** Start Exercise data **

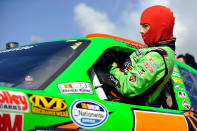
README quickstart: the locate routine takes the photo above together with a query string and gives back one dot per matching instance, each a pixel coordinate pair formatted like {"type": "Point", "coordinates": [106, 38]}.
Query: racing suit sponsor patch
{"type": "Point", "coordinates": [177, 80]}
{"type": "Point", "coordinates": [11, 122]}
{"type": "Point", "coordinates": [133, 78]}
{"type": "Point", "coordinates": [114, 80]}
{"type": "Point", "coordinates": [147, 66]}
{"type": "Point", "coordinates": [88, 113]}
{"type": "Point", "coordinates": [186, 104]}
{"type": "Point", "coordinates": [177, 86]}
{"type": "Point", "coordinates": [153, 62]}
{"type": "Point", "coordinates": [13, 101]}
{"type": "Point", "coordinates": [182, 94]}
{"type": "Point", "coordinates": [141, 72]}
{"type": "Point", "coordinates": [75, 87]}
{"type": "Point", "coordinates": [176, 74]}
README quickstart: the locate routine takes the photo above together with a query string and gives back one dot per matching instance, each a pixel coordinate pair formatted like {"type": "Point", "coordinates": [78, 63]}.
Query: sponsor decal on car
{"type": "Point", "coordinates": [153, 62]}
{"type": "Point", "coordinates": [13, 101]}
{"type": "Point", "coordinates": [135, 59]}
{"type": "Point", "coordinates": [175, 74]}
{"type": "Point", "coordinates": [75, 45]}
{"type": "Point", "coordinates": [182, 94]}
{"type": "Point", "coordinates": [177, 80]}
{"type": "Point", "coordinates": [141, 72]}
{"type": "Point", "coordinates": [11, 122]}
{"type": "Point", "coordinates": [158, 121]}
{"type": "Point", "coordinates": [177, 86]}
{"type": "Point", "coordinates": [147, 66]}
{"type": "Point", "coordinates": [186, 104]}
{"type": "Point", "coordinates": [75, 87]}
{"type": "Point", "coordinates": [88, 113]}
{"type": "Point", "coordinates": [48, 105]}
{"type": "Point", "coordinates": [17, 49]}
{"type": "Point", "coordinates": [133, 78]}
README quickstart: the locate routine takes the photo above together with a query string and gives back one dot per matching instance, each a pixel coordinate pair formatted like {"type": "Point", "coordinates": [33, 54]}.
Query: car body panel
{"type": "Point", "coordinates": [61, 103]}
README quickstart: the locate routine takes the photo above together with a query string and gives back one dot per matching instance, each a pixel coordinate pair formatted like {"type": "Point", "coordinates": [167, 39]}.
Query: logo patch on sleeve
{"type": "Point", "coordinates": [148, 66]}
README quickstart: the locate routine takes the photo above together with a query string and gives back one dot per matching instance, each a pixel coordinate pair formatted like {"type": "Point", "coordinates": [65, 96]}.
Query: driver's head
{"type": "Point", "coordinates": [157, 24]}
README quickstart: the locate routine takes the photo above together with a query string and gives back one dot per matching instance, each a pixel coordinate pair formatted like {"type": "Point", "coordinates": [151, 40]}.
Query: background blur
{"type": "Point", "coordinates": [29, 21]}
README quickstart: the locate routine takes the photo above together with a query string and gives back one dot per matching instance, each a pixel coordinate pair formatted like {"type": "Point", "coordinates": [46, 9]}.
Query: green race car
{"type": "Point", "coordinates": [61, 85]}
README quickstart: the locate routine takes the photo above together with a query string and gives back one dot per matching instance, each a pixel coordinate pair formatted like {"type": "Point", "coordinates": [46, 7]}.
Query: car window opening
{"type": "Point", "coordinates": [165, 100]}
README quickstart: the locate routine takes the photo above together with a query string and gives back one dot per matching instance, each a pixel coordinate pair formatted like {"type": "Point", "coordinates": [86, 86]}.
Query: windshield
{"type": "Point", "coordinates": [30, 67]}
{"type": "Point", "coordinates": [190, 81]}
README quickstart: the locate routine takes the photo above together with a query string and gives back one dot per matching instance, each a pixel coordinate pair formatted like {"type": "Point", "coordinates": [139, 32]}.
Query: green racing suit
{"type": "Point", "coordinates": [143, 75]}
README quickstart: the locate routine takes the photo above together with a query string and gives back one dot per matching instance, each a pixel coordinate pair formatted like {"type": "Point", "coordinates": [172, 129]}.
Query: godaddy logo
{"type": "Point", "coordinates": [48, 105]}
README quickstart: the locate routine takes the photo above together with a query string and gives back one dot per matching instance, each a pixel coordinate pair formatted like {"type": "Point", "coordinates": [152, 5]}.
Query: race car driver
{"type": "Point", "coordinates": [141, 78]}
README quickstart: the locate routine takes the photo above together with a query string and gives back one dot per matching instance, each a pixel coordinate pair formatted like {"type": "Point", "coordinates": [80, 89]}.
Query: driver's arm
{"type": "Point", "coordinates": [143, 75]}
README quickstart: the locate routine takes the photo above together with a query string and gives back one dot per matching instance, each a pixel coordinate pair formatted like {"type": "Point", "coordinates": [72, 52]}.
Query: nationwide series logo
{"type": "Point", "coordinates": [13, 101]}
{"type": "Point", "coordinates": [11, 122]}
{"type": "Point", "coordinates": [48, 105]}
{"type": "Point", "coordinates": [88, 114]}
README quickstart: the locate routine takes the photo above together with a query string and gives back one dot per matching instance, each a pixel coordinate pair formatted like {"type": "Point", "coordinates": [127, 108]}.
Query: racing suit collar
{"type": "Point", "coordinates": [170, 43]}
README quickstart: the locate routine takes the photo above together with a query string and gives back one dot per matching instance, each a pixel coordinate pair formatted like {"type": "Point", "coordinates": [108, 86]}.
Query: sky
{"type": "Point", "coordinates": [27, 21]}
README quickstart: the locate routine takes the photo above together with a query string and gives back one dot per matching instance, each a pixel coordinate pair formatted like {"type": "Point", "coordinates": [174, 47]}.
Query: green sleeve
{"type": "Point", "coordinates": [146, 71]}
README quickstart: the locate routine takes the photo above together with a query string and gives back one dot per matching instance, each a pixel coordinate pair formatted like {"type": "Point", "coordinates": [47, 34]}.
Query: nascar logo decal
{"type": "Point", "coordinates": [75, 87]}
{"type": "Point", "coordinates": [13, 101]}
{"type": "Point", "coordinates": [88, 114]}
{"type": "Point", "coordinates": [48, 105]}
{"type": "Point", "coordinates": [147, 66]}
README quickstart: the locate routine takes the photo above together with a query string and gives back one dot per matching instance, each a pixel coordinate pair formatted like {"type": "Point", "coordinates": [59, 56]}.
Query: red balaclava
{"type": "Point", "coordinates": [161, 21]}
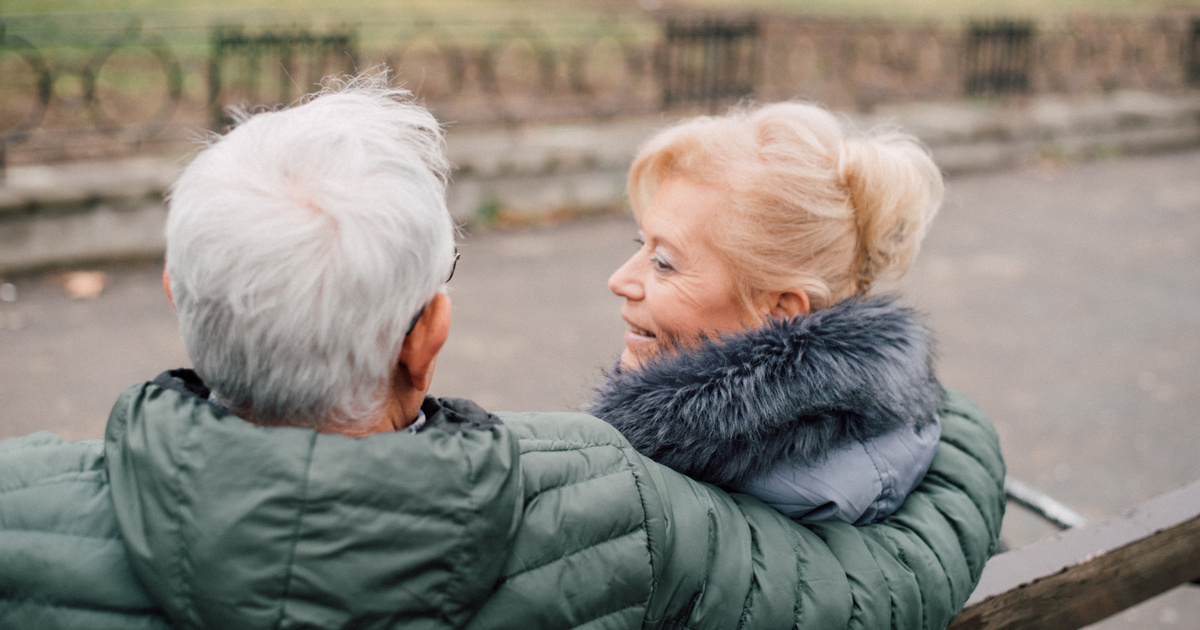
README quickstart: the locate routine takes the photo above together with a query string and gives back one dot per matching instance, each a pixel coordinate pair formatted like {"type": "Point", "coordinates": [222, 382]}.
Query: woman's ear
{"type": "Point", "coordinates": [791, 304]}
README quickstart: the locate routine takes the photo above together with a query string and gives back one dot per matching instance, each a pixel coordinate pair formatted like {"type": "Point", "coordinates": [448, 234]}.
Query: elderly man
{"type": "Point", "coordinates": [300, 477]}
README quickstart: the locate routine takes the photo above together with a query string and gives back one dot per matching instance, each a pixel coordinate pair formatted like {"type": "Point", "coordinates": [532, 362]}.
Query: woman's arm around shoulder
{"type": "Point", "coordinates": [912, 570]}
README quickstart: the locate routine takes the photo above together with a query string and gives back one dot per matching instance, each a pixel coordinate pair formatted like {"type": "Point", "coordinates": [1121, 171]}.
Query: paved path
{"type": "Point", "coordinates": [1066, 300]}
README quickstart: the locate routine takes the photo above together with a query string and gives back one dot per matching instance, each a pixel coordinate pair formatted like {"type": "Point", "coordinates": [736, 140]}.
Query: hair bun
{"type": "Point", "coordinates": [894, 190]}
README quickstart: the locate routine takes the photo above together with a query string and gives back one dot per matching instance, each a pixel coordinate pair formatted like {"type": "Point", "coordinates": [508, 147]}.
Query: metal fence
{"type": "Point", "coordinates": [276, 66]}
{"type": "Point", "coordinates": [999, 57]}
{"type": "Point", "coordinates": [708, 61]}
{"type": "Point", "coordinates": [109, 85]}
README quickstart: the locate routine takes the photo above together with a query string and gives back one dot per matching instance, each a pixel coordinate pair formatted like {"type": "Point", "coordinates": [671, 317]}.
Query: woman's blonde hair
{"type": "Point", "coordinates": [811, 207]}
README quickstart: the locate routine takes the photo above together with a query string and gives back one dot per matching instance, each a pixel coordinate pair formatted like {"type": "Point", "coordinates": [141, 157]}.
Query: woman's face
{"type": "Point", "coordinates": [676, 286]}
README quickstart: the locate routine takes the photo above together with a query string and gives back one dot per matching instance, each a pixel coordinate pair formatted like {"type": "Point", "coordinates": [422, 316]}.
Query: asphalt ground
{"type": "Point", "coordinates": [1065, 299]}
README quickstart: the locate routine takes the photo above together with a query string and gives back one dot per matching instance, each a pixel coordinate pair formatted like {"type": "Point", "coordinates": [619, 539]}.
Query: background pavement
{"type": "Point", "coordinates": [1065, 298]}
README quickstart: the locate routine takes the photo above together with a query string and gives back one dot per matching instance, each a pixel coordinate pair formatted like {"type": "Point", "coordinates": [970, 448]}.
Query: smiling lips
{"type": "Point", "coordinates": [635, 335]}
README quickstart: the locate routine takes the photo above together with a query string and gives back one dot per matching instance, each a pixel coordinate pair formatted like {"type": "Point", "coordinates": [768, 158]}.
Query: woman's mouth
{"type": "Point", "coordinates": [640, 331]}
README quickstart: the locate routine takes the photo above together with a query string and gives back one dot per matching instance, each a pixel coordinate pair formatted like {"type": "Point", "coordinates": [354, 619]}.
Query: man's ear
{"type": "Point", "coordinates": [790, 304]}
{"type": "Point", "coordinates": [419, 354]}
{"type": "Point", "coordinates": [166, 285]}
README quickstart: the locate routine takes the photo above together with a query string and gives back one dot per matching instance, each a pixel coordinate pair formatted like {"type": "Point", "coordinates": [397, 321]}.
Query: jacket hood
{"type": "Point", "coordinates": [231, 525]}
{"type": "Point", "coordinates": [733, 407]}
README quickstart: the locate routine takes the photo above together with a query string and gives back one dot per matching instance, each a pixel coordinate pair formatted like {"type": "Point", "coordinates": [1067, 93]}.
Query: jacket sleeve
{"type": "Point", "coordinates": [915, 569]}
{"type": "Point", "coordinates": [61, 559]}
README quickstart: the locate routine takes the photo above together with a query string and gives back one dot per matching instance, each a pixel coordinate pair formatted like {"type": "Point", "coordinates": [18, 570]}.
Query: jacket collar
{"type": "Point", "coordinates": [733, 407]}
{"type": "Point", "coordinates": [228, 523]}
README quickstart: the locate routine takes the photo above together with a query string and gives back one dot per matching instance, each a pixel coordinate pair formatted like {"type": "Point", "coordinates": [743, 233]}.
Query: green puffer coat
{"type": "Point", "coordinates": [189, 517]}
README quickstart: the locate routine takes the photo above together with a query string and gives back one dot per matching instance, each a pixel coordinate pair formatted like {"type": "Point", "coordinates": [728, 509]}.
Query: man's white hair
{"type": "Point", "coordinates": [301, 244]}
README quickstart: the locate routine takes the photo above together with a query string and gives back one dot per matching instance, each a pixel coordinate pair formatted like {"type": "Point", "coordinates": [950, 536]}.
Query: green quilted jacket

** End Exercise data **

Exercise requirements
Recast the data above as a Markdown table with the columns "Row" and "Line", covering only the lines starting at the beginning of the data and ending at the line containing "Query: racing suit sponsor patch", both included. Skip blank lines and leave the pictures out of the table.

Task result
| Row | Line |
|---|---|
| 1 | README quickstart: the locate routine takes the photo above together with a query string and gives back one dot per matching instance, each a pixel coordinate pair formatted like {"type": "Point", "coordinates": [106, 38]}. |
| 2 | Query: racing suit sponsor patch |